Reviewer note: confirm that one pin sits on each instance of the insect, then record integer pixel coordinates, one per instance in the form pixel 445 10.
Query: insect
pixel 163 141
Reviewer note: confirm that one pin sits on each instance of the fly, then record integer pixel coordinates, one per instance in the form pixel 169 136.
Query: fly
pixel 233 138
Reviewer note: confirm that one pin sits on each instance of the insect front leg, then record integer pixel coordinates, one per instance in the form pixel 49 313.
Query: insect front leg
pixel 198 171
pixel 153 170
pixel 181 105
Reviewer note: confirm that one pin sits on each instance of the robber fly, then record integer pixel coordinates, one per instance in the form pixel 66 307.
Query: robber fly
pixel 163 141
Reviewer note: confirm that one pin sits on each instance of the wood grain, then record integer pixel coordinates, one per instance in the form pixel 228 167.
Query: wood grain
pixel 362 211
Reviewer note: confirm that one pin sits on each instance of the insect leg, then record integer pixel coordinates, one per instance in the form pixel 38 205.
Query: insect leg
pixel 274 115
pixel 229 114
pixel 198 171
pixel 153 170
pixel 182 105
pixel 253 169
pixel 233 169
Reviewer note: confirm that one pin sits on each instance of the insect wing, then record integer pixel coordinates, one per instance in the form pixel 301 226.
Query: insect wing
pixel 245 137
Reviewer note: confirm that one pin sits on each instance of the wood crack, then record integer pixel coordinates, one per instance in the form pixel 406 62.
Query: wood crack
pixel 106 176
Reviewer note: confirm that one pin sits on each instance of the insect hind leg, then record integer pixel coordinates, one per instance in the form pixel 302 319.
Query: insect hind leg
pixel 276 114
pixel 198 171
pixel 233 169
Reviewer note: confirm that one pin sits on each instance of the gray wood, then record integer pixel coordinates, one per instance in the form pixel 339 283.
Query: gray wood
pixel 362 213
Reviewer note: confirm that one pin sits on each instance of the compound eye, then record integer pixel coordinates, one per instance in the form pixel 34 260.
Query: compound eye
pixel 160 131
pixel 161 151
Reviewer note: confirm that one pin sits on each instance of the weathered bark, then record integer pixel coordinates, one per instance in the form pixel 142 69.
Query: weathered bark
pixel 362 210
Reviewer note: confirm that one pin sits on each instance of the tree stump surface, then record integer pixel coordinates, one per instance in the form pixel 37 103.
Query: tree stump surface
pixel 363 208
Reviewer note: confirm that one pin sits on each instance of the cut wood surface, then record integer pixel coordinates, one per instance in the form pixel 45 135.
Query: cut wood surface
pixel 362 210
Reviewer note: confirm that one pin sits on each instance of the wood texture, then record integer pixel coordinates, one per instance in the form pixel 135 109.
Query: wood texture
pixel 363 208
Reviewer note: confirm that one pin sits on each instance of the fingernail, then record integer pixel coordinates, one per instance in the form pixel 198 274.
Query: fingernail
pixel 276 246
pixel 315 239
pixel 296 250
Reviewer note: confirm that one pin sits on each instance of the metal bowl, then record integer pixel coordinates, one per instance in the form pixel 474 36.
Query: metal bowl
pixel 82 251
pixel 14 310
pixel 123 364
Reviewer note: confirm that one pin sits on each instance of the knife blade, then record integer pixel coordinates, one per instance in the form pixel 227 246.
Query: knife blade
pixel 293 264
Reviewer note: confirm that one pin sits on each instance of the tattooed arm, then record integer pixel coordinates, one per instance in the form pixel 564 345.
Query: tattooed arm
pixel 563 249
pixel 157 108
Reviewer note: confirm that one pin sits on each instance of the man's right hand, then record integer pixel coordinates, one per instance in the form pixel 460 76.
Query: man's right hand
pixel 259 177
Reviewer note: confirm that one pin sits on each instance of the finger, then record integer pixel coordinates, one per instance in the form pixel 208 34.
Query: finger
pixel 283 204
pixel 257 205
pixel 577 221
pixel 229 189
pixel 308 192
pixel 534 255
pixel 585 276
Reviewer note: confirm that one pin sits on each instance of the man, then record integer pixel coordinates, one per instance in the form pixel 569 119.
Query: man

** Exercise details **
Write out the entries in full, exactly as given.

** Task response **
Reviewer note: confirm that one pin sits on each instance of the insect, then record integer pixel coordinates, one per instance in the form pixel 445 10.
Query: insect
pixel 163 141
Reviewer note: confirm that one pin sits on each instance of the fly, then record integer pixel coordinates, one per instance in the form pixel 169 136.
Query: fly
pixel 233 138
Reviewer note: confirm that one pin sits on each instance of the insect front leg, then record integer pixel coordinates, one per instance in the form pixel 49 313.
Query: insect front leg
pixel 198 171
pixel 153 170
pixel 181 105
Reviewer note: confirm that one pin sits on each instance of the robber fly, then record integer pixel coordinates, one per instance in the form pixel 66 307.
Query: robber fly
pixel 163 141
Reviewer note: confirm that one pin sits on each instance of the wood grain, then record integer pixel coordinates, one per instance in the form pixel 228 167.
Query: wood grain
pixel 362 211
Reviewer note: confirm that one pin sits on each instance of the insect leg, then record integer pixel coordinates, one per instance in the form pixel 38 205.
Query: insect leg
pixel 274 115
pixel 229 114
pixel 198 171
pixel 153 170
pixel 182 105
pixel 253 169
pixel 233 169
Reviewer note: confirm that one pin sits on each instance of the insect wing, then record integer pixel coordinates, one per instance in the form pixel 301 226.
Query: insect wing
pixel 245 137
Reviewer note: confirm that one pin sits on each instance of the wood crack, then record integer pixel coordinates, one per instance in the form pixel 406 62.
Query: wood crack
pixel 106 176
Reviewer note: confirm that one pin sits on each instance of the insect hind leg, then record integer pixel coordinates, one per instance in the form pixel 302 319.
Query: insect hind leg
pixel 276 114
pixel 198 171
pixel 233 169
Reviewer note: confirm that one pin sits on each instance of the gray wood, then record integer pixel coordinates, one per instance in the form pixel 339 283.
Query: gray wood
pixel 362 213
Reviewer note: confirm that one pin sits on each instance of the compound eye, then record integer pixel coordinates, one per instance in the form pixel 34 260.
Query: compound eye
pixel 160 131
pixel 161 151
Reviewer note: confirm that one pin sits on each instance of the weathered bark, then record integer pixel coordinates, one per instance in the form pixel 142 69.
Query: weathered bark
pixel 362 210
Reviewer note: confirm that one pin sits on each instance of the tree stump surface, then record integer pixel coordinates, one per instance in the form pixel 37 103.
Query: tree stump surface
pixel 363 208
Reviewer note: confirm that one pin sits on each instance of the cut wood surface, then record integer pixel coordinates, one per instance in the form pixel 45 135.
Query: cut wood surface
pixel 362 210
Reviewer note: confirm that one pin sits on each instance of the wood texture, then record integer pixel coordinates, one per instance in the form pixel 135 109.
Query: wood texture
pixel 363 208
Reviewer note: confirm that one pin sits on each instance of the fingernail, then record integer pixel coordinates, one per instance in the form pixel 198 274.
Query: fingernail
pixel 276 246
pixel 315 239
pixel 296 250
Reviewer note: confirm that one pin sits on each instance of the metal bowl, then record integer pixel coordinates, one per instance in the form pixel 474 36.
Query: metal bowl
pixel 82 251
pixel 14 310
pixel 123 364
Reviewer note: confirm that one pin sits on each instance of the knife blade, then record integer pixel coordinates, one per instance in the form pixel 227 246.
Query: knife blade
pixel 293 264
Reviewer note: confirm that one pin sits on each instance of the tattooed arm, then record integer pixel coordinates, one per instance in the form pixel 564 345.
Query: tattooed arm
pixel 563 249
pixel 157 108
Reviewer note: confirm that one pin sits on each instance of the man's right hand, then record integer pixel coordinates, one per instance in the form pixel 460 76.
Query: man's right hand
pixel 259 177
Reviewer note: confirm that one pin sits on each instance of the finger, then record integer pixel coordinates, one per instance in the form pixel 208 34.
Query: finger
pixel 283 204
pixel 257 205
pixel 577 221
pixel 229 189
pixel 308 192
pixel 534 255
pixel 585 276
Reviewer note: confirm that one pin sits on each instance of the man, then record integer pixel coordinates, one per instance in the form pixel 569 119.
Query: man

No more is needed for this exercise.